Try it: All lines of the following material must be written out exactly as they appear.

Records:
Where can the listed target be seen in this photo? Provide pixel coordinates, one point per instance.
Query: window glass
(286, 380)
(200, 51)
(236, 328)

Answer space:
Where can the listed target be seen in this photo? Provide pixel coordinates, one point per instance.
Query: window glass
(286, 380)
(200, 51)
(236, 328)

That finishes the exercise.